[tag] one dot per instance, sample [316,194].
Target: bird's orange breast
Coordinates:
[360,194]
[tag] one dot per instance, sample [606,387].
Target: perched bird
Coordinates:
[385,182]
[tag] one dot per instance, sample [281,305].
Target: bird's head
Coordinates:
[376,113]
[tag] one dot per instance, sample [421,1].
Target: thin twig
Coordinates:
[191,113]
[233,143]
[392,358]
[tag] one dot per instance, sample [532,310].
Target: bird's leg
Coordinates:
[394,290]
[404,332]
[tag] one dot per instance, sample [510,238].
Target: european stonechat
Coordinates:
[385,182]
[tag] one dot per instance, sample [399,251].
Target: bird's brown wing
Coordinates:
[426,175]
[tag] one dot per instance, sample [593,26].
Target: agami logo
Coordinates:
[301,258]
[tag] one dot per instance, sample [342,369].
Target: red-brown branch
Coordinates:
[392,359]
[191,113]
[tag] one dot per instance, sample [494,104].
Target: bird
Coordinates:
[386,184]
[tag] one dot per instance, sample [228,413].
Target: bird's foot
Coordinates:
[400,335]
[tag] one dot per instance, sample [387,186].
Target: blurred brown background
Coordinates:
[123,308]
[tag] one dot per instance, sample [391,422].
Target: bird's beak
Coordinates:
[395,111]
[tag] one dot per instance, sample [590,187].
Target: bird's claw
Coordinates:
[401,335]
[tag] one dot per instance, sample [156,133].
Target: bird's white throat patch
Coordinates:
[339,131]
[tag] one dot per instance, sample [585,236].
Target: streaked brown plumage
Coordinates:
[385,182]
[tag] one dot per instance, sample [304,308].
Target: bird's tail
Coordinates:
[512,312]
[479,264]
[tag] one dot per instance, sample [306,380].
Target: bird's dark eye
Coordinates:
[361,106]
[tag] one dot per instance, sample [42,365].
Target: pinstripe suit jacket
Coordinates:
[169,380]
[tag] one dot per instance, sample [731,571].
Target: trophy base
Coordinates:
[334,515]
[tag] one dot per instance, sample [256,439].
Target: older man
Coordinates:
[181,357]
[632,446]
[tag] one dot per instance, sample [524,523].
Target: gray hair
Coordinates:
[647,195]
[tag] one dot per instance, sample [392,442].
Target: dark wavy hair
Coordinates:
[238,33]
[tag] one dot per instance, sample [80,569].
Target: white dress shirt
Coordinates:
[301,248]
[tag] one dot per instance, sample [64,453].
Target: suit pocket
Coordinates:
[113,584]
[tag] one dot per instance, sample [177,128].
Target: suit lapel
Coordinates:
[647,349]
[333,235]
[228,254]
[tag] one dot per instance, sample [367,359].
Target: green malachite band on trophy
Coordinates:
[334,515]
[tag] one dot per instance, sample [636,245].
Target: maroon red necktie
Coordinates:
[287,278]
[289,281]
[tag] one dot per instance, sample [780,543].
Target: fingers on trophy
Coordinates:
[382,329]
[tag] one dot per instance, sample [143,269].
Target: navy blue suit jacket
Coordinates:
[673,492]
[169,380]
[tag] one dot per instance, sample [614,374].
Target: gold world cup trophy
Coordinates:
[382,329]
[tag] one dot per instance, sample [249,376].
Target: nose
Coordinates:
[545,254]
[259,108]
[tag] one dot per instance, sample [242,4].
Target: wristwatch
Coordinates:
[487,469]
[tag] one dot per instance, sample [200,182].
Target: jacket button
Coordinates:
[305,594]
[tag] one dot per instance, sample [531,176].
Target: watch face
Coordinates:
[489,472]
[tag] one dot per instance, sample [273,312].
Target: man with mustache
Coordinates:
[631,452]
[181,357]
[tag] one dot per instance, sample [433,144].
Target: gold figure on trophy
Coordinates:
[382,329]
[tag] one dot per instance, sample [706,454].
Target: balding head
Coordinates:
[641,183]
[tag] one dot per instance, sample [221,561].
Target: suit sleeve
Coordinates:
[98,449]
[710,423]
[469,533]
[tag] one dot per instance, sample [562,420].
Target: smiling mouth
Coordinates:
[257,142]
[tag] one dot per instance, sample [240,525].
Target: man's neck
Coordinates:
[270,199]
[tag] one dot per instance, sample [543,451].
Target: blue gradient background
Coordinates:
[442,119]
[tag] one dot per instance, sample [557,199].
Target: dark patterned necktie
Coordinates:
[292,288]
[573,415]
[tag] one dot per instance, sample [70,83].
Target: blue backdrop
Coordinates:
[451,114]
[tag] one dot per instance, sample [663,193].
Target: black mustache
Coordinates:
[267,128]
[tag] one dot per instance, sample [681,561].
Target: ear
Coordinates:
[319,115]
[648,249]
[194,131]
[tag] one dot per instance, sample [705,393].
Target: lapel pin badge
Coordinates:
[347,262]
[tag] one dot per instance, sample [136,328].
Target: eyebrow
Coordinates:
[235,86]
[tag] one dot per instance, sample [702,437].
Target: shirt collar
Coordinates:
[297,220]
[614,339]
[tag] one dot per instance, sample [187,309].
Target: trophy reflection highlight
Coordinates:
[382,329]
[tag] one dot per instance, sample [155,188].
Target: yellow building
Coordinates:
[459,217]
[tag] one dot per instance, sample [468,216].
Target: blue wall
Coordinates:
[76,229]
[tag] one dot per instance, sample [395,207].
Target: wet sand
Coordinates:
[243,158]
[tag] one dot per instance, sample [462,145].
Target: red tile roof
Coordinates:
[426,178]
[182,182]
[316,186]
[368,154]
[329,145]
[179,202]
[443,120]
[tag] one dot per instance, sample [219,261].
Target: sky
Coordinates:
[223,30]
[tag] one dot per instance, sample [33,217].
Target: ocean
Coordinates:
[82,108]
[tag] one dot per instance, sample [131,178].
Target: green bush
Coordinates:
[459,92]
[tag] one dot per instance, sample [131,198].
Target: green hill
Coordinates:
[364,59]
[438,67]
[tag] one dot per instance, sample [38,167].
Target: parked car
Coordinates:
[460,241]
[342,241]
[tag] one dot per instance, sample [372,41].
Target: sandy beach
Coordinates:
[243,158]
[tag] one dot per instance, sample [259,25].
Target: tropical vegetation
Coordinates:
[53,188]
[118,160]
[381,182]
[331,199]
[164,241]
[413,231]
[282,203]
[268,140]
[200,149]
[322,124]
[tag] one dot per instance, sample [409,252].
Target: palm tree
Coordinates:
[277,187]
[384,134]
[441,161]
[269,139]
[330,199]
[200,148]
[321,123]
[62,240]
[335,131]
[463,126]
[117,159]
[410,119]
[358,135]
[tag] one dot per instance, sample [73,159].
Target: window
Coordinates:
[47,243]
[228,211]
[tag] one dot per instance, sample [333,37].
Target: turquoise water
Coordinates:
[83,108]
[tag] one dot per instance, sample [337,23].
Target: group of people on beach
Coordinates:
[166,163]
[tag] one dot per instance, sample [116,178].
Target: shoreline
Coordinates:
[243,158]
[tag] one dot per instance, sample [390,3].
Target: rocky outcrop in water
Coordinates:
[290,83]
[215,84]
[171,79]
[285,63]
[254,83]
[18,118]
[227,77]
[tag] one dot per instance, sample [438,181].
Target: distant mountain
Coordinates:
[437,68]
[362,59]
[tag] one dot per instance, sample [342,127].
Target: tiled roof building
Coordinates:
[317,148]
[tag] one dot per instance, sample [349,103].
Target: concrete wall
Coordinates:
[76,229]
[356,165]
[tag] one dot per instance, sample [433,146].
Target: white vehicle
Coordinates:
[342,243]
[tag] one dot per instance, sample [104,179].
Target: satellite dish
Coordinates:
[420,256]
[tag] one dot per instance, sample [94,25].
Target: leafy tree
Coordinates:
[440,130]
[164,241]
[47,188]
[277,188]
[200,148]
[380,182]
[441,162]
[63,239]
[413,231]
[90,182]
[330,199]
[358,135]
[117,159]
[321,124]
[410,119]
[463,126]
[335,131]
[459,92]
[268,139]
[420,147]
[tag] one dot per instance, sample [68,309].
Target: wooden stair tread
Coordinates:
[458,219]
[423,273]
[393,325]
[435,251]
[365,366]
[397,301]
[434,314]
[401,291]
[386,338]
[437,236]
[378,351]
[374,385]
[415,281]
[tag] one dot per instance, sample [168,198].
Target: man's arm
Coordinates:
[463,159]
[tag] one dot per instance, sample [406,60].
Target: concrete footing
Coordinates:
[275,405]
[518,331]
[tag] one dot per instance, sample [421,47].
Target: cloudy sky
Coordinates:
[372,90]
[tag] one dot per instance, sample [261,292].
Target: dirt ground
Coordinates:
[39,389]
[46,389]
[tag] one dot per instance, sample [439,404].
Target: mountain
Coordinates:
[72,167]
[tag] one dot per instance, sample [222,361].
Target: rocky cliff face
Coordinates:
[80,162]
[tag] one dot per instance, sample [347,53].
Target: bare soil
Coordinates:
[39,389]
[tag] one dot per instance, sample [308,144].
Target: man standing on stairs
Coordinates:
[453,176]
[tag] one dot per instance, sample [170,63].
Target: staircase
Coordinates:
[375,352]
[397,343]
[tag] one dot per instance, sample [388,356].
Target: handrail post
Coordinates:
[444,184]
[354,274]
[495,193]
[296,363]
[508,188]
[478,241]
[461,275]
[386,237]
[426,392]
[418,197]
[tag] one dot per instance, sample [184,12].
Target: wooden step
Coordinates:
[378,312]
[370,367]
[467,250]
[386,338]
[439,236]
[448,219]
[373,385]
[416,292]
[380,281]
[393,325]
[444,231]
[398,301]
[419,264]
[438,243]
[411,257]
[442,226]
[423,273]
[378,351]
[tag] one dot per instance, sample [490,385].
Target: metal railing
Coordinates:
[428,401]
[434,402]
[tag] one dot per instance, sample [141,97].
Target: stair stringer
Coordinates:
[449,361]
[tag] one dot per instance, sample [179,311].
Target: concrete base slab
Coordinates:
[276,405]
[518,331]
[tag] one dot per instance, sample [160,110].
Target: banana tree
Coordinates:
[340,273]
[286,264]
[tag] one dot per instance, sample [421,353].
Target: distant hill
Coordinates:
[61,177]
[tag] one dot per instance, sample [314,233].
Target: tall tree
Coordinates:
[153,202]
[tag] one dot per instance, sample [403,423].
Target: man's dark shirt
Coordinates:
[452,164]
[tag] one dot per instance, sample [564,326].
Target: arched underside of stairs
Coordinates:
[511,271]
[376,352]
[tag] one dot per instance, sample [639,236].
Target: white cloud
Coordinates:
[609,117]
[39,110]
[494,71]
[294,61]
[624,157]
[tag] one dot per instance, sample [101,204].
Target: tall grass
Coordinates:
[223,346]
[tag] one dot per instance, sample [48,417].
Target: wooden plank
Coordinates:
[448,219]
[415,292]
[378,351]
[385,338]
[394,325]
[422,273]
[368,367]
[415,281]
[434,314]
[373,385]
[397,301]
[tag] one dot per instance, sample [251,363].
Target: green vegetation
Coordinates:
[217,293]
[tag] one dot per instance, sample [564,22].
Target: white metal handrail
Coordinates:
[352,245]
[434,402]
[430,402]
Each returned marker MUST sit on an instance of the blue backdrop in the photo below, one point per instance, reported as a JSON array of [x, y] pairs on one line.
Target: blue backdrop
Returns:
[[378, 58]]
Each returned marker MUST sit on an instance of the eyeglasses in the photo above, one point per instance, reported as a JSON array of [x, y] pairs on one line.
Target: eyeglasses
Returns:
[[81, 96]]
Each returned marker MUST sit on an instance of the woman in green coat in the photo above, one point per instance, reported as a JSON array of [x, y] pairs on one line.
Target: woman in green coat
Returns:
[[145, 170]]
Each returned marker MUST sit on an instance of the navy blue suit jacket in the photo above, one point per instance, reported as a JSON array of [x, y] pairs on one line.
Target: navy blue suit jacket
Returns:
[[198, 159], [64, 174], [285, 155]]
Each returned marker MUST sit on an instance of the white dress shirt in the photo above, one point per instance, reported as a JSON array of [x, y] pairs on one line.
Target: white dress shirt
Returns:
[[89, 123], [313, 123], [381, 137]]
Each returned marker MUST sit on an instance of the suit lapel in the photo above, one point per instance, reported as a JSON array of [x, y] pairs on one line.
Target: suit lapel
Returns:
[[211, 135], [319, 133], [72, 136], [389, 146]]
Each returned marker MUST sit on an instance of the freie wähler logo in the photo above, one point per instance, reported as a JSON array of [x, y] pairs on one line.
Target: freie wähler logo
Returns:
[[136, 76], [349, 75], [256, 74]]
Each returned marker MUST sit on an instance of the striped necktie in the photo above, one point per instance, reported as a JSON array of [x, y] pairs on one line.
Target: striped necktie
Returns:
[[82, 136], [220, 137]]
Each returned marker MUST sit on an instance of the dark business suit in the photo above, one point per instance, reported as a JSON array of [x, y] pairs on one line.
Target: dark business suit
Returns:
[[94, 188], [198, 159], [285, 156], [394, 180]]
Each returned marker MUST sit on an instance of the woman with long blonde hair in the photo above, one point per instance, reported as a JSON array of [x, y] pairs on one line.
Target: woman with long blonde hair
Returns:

——

To do: Every line from the one containing "Each returned marker MUST sit on an instance of the freie" through the end of the data must be repeated exactly, and no other line.

Output below:
Each returned marker MUST sit on an instance of the freie wähler logo in the photo above, one point per instance, reported as a JSON array of [x, y] pairs on one line.
Target: freie wähler logo
Returns:
[[136, 76], [349, 75], [256, 74]]
Each returned marker MUST sit on an instance of the striped necktie in the photo above, one point per instance, reported as a JSON array of [x, y] pairs on one line.
Target: striped necktie
Returns:
[[82, 136], [220, 137]]
Each returned marker MUST sit on an instance of the dark business suit in the photo above, one point per instance, reported as a JSON array of [x, y] pairs on one line.
Target: dark business suit
Returns:
[[94, 188], [198, 159], [285, 156], [394, 180]]
Each returned marker MUST sit on an instance of the woman with long blonde hair in the photo above, one point per instance, reported as a JSON array of [x, y] pairs on one line.
Target: woman with long blonde hair
Returns:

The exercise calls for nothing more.